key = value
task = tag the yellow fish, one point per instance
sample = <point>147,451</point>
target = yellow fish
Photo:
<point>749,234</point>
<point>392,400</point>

-=-=-=-=-

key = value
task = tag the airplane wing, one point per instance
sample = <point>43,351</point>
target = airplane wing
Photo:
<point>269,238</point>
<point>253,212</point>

-=-=-=-=-

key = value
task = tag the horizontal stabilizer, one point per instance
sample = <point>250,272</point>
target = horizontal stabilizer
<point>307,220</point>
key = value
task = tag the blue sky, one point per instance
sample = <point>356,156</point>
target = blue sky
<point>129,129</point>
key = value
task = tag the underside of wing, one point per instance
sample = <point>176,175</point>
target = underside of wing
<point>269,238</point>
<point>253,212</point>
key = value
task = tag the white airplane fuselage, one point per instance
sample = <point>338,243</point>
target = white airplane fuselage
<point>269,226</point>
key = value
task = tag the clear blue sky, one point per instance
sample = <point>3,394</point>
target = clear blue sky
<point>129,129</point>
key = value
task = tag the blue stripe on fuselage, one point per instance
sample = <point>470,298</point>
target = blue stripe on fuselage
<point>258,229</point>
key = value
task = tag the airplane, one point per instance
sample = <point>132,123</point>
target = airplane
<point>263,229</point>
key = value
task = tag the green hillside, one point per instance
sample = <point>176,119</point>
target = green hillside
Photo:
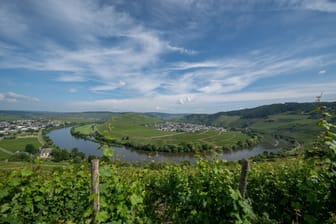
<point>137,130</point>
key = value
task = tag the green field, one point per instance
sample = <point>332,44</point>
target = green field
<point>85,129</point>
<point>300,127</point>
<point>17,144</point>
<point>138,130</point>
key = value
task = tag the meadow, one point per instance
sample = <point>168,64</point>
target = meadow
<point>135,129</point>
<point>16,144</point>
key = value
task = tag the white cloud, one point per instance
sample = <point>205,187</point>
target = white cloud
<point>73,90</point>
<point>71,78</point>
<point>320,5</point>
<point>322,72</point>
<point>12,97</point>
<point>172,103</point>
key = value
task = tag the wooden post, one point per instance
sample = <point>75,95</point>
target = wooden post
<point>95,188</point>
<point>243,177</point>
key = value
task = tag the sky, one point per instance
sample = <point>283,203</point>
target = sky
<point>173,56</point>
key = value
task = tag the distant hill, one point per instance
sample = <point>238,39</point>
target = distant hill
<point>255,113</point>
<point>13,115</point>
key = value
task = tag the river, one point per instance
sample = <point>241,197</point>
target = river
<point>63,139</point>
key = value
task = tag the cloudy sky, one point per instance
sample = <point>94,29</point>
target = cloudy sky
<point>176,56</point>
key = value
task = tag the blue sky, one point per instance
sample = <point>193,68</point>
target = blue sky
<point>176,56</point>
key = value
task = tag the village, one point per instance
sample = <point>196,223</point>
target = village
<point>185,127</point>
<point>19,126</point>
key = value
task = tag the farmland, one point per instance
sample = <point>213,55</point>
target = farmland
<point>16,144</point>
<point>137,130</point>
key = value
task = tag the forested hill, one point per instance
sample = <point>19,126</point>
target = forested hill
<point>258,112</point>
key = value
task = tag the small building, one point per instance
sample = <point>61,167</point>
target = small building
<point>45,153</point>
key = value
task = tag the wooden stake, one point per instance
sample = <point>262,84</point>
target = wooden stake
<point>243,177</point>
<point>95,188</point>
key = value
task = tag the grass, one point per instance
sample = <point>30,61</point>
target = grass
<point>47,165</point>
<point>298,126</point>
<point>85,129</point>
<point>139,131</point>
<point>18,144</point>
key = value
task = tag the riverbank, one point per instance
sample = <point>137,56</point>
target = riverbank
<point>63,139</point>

-=-=-=-=-

_WORK ITEM_
Some lines in the material contain "yellow". Show all of them.

_SOLUTION FOR THIS EXERCISE_
task = tag the yellow fish, one point per instance
target = yellow fish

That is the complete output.